* Source extract
__________________________________________________

How the benefits of 5G will impact businesses

NEXT100 Winner 2012 Balasubramaniam Vedagiri, Senior Vice President & Chief Delivery Officer, Mphasis discusses the key benefits of 5G and how it will impact businesses

How the benefits of 5G will impact businesses - IT Next

5G will not only alter cloud computing but also surround capabilities like robotics besides aiding in the development and provision of cognitive services

4G is a very common technology term that even technology novices are adept with, given the mobility is accessible through wireless or their operator’s network. The next generation of mobile network is known as 5G or 5th Generation mobile network or 5th Generation wireless system. According to Technology Analyst TBR, 5G is a new radio technology interface that is significantly more powerful (with higher speeds, higher capacity, lower latency, etc.) than cutting edge LTE technology. It is also an era of fundamentally new architecture for the network characterized by cloud centricity, software mediation and programmable with near real time connectivity. It leverages artificial intelligence, automation and analytics to provide limitless capacity.

__________________________________________________

* Dataset
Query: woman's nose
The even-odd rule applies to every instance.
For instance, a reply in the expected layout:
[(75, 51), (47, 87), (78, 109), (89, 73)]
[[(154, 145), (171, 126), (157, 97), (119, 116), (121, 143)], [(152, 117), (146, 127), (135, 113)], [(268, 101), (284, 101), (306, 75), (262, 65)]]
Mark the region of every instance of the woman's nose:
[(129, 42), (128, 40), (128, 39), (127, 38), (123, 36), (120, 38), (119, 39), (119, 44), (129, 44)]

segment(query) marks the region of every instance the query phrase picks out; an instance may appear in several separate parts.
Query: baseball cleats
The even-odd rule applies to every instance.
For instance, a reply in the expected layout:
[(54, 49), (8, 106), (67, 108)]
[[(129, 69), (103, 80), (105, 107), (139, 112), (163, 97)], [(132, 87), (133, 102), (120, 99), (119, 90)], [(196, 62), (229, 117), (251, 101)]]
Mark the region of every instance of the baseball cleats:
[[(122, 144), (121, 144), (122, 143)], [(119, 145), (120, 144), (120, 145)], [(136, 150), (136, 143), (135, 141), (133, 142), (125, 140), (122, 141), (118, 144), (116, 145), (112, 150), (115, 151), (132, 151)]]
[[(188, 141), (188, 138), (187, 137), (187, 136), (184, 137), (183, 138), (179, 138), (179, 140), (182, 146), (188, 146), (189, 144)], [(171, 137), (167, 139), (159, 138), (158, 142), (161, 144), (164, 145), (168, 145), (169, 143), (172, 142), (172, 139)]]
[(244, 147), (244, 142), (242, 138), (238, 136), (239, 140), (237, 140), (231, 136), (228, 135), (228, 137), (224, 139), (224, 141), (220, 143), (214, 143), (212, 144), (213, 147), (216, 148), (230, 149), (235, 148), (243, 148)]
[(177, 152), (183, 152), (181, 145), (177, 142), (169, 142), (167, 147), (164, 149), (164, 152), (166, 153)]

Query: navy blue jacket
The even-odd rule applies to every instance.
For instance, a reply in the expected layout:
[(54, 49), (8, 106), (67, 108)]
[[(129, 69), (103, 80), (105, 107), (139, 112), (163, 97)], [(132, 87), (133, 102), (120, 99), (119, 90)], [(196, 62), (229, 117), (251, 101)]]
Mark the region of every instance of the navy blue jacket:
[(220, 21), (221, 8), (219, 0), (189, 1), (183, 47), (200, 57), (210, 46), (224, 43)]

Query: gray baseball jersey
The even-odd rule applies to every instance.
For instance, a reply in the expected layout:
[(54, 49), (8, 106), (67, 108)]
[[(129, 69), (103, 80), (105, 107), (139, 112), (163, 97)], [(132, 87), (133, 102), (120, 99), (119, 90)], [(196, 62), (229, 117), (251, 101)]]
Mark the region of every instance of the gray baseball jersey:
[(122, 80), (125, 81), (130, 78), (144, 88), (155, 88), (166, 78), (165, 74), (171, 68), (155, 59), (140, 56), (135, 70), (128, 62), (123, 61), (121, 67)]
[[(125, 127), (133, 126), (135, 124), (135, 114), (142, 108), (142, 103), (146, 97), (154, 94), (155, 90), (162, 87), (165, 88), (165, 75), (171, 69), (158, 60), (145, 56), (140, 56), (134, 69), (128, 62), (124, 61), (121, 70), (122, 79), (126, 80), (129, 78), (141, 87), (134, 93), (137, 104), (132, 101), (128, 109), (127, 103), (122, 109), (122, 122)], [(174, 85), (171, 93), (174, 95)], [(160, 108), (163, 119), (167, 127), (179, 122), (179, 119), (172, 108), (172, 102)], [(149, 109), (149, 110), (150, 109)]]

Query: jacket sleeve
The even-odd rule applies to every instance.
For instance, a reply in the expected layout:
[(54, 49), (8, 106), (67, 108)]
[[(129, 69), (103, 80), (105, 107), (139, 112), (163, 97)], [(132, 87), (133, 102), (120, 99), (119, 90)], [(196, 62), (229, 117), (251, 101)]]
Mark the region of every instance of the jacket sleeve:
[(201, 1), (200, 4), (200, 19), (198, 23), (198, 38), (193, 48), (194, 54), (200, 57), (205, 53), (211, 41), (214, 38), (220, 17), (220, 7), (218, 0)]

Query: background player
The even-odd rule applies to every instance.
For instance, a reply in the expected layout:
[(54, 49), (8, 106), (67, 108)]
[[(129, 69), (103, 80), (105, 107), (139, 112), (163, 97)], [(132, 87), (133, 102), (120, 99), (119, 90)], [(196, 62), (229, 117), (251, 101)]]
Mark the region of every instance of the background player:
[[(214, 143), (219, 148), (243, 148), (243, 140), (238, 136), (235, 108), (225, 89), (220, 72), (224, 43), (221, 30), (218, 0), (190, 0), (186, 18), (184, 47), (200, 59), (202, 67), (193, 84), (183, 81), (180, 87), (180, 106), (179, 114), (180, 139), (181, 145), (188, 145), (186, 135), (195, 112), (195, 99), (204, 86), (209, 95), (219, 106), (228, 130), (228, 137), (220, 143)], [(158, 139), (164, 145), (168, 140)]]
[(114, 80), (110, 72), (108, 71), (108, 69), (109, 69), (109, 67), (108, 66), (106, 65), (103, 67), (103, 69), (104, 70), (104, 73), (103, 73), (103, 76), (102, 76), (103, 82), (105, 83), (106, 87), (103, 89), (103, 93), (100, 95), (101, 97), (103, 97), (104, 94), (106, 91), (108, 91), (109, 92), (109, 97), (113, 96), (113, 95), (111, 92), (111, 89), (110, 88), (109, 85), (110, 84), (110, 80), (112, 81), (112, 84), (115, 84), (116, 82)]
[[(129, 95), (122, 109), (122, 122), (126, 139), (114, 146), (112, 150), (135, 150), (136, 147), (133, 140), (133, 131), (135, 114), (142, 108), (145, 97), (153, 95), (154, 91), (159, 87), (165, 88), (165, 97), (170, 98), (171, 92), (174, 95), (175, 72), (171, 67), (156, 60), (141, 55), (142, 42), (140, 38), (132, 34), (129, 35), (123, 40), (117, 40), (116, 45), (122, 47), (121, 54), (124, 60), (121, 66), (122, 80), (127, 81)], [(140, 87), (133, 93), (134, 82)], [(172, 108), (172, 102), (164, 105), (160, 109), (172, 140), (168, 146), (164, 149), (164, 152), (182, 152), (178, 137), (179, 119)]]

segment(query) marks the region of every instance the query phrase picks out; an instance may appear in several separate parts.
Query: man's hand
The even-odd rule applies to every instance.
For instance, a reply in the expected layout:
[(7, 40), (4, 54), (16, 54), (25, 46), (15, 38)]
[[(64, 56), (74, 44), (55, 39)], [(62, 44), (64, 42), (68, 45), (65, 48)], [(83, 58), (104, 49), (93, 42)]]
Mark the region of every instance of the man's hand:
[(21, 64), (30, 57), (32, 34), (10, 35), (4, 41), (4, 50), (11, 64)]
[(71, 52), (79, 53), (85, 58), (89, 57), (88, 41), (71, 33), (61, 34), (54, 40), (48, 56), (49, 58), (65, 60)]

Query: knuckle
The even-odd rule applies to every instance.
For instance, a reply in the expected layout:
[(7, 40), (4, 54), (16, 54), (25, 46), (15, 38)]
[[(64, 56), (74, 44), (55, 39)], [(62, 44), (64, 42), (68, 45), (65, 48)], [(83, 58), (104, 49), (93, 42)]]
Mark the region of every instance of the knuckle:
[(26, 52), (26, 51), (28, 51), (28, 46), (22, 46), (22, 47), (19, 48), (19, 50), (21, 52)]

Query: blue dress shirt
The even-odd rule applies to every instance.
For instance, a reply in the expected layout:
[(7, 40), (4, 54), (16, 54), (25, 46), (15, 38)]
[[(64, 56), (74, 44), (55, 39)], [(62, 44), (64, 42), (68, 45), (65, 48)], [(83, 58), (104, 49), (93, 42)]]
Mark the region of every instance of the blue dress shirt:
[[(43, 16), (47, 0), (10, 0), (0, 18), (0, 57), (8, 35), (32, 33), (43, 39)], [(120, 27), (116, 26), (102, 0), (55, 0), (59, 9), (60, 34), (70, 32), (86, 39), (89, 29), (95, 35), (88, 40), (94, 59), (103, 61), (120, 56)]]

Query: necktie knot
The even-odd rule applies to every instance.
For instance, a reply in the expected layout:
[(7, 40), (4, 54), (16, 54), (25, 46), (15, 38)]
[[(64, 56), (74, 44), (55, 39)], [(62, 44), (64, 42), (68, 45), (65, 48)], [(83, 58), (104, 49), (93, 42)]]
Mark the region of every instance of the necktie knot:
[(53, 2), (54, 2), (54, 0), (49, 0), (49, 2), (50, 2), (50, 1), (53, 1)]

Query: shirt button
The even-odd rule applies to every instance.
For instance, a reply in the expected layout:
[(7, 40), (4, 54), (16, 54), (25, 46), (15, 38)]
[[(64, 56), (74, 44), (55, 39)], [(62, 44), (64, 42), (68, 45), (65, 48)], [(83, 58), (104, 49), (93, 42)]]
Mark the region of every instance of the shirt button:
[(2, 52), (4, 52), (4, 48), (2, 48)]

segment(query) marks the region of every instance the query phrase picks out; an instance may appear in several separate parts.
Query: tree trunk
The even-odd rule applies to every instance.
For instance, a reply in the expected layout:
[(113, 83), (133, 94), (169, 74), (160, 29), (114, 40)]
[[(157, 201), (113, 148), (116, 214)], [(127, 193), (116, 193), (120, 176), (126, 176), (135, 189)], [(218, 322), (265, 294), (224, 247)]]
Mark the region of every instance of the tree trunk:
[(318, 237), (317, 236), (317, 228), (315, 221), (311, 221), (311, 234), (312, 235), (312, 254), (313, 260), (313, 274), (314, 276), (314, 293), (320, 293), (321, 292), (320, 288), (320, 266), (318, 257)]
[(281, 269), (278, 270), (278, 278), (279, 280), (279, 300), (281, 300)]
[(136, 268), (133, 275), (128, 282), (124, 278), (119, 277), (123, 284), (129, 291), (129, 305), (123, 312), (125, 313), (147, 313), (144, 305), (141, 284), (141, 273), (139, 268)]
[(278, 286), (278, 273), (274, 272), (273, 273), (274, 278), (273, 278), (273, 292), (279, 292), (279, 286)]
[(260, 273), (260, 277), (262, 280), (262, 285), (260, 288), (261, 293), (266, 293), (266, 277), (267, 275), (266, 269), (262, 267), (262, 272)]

__________________________________________________

* About this exercise
Continue the article on how 5G will affect businesses, beginning right after its last sentence.

* Exercise answer
In order to enable individuals and enterprises with real-time and on-demand experience, 5G would provide a single network infrastructure that can meet diversified service requirements.  Thus, 5G era technologies will include Network Function Virtualization (NFV), Software Defined Network (SDN) to support the underlying physical infrastructure along with Cloudification and automation. The important link to make it happen is the 5G Radio Access Network (RAN) that reside between a device like cell phone and the core network. 5G’s capability to configure, scale and reconfigure logical nodes using software codes enable RAN to dynamically adjust to changing traffic conditions, hardware faults as well as new service requirements.

Cloud-native NFV creates a new kind of distributed computing environment that has scalable, resilient and fault-tolerant features. It packs the combined surplus capacity and automated self-healing capabilities to meet any surge in consumption pattern. NFVs can help in accelerating inclusion of IMS capabilities and network security thus letting the users access computing power and data on server farms far away, rather than on their own devices.

The blueprint to Cloudify RAN is to implement the likes of Huawei’s Mobile Cloud Engine (MCE) which modularizes different Network functions to deploy them across the network depending on use cases. The MCE helps flexible orchestration of RAN Real-Time and non-Real-Time processing functions based on different service requirements and close proximity to users.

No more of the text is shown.